■ **Selected passage**
Audit: logging various events throughout the system. audit.json

https://backstage.forgerock.com/docs/idm/7/audit-guide/
- By default, IDM will generate comprehensive audit data for various topics. Creating these audit records adds overhead to the whole request. The amount of overhead varies by the handlers and the topics that are enabled, and if there is any filtering being done.
- Creating audit events is a blocking operation on the requests. Therefore, consider the responsiveness of whatever system you are using to write these audit events. Prioritize using an audit handler that has as little delay as possible. Syslog, Json StdOut, and JMS should all be very fast handlers. CSV and JSON file handlers are fairly fast, depending on the disk i/o available to IDM.
- Avoid the repo audit handler. Using it will increase the load on the repo, decreasing the number of connections in the pool, and also just generally burdening this performance-critical system.
- Aggressively filter out all events you don't actually care to monitor.
Authorization: whether or not the specific request is allowed. router.json

https://backstage.forgerock.com/docs/idm/7/security-guide/idm-authorization.html#router-authz-js
- The first filter within router.json calls out to the default router-authz authorization implementation. This implementation has fairly low overhead and probably doesn't need much tuning. However, in extreme cases (especially when no direct user interaction with IDM is required), you could remove this filter to gain a slight performance improvement.
- Consider removing unnecessary authorization checks with access.js. Ensure the rules listed there tightly match your needs—no more, no less.
Policy: whether or not the data provided meets the requirements. router.json, managed.json and policy.json

https://backstage.forgerock.com/docs/idm/7/objects-guide/configuring-default-policy.html
- In the case of a managed/user, the default policy rules come from the schema declared in managed.json.
- In terms of performance, the main default policies that you need to consider are those which involve queries to the repo. These include: "valid-username", "unique", and "no-internal-user-conflict". Depending on the version of IDM you're using, one of these will be declared for the "userName" property. Keeping this enabled means that the policy service will perform a query to the repository to check to see if the provided userName for the new managed/user you're creating conflicts with an existing managed/user. This query adds significant overhead to the request, depending on how fast that query responds. Avoid adding new properties which use these policies, if possible.
- Consider replacing the unique policy with a constraint in your repository instead. Databases are typically much faster at performing these kinds of checks than a separate application (such as IDM) is capable of. Keep in mind that adding this constraint will be repo-specific; PostgreSQL vs. MySQL vs. DS will all have different ways of accomplishing this.

Data records:

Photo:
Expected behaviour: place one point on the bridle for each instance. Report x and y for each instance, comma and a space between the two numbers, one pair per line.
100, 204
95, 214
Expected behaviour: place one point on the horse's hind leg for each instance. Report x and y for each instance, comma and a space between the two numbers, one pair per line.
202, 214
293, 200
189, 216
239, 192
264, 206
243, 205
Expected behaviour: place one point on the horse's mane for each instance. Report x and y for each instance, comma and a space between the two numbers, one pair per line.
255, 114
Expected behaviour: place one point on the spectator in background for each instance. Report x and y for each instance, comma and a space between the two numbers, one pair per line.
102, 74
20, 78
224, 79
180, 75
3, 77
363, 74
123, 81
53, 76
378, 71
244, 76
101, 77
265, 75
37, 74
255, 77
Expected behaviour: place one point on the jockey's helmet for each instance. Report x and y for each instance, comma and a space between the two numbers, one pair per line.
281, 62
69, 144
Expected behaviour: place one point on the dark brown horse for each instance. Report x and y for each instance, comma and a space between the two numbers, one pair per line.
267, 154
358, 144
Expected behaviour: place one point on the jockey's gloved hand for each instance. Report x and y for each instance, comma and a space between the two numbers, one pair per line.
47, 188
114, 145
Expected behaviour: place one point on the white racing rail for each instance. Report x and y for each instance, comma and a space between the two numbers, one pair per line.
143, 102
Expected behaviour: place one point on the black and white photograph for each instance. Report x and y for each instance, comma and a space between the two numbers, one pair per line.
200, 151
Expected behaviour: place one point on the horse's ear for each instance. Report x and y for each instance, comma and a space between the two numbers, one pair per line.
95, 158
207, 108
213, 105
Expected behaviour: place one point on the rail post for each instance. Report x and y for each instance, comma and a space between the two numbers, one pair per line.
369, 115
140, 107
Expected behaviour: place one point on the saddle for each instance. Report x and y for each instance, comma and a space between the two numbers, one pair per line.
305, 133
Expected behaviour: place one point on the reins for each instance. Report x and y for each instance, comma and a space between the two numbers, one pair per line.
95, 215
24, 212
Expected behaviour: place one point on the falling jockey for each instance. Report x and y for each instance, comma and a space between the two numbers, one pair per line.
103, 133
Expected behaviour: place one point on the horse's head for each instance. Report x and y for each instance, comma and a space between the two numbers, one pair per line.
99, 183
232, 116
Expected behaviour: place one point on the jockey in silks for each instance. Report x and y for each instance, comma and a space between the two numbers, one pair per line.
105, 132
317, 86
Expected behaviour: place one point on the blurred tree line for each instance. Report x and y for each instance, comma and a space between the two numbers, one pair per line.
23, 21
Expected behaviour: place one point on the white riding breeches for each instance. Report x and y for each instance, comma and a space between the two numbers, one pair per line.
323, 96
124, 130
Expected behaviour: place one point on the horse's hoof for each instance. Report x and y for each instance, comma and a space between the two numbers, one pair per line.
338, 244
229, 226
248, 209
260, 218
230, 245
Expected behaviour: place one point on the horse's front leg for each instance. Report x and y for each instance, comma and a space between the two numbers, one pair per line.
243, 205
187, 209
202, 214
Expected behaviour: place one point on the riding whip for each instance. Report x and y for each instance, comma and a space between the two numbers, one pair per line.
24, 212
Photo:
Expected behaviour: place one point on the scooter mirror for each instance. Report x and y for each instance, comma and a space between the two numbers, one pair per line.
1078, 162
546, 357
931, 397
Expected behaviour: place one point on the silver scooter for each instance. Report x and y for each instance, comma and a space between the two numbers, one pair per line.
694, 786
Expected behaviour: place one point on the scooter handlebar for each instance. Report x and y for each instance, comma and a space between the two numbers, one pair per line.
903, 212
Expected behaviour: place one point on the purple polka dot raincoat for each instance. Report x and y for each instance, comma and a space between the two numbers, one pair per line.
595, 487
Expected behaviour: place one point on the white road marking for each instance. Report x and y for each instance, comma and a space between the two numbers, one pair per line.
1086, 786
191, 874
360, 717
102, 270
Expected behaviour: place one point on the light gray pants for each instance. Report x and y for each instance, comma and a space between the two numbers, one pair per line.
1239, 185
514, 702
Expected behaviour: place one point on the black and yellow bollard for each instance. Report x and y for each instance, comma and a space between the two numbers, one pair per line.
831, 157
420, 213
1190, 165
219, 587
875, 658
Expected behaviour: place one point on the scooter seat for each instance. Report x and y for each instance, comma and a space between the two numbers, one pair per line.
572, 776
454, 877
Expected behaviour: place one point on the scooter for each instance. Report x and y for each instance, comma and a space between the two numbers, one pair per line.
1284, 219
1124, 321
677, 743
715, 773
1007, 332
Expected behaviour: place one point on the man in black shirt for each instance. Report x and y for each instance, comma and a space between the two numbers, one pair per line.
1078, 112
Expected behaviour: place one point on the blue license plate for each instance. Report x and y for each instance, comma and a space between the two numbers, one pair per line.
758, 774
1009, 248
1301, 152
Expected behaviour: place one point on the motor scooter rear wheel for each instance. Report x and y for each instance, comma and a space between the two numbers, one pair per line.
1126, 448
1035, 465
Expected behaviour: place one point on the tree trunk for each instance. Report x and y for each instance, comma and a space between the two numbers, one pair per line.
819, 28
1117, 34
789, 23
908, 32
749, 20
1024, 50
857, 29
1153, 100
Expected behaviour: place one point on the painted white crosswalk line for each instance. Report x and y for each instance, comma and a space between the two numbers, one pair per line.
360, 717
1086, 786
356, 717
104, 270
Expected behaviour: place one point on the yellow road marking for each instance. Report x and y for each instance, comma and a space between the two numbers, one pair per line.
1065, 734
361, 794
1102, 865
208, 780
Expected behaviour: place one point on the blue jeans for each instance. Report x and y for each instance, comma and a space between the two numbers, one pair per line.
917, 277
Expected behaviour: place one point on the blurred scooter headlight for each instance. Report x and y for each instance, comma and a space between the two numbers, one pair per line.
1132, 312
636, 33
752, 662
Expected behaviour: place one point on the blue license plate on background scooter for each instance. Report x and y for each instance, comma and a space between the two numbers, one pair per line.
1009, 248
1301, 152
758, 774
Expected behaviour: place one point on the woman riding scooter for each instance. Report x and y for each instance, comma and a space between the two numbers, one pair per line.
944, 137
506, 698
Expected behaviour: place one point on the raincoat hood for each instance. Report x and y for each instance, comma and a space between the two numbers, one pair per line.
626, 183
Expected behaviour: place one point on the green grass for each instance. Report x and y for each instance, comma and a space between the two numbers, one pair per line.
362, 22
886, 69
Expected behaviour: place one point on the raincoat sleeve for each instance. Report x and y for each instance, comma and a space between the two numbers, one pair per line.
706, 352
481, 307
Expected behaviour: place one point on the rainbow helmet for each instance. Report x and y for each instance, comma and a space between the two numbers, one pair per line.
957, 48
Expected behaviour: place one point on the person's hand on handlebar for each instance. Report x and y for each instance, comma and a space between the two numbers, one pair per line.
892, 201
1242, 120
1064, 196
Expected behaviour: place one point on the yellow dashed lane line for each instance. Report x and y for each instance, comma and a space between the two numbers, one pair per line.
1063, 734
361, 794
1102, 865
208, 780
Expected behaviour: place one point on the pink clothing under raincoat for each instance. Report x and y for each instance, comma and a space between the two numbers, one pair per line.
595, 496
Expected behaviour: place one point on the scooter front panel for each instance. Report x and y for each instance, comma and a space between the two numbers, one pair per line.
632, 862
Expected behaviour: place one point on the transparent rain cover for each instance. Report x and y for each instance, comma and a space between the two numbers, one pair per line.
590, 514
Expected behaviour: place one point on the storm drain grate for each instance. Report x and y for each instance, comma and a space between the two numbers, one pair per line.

■ **Short task**
Please answer these questions from the IDM performance notes above:
(a) Which three audit handlers are named as very fast?
(b) In which file does the first filter call out to the default router-authz authorization implementation?
(c) Which three default policies involve queries to the repo?

■ **Written solution**
(a) Syslog, Json StdOut, and JMS
(b) router.json
(c) "valid-username", "unique", and "no-internal-user-conflict"